*Instructions for the task*: Scan the records for the line containing "Target: person's hand". From there through the last line, write out each line exactly.

*Data records*:
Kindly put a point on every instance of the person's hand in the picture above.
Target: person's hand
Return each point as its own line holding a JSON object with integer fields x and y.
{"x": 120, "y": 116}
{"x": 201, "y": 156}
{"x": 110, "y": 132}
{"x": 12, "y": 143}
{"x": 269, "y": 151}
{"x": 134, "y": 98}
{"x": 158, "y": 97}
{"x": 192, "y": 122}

*Solution for this task*:
Target: person's hand
Return each point as its own line holding a JSON object with integer fields x and y.
{"x": 120, "y": 116}
{"x": 201, "y": 156}
{"x": 110, "y": 132}
{"x": 12, "y": 143}
{"x": 269, "y": 151}
{"x": 134, "y": 98}
{"x": 158, "y": 97}
{"x": 192, "y": 122}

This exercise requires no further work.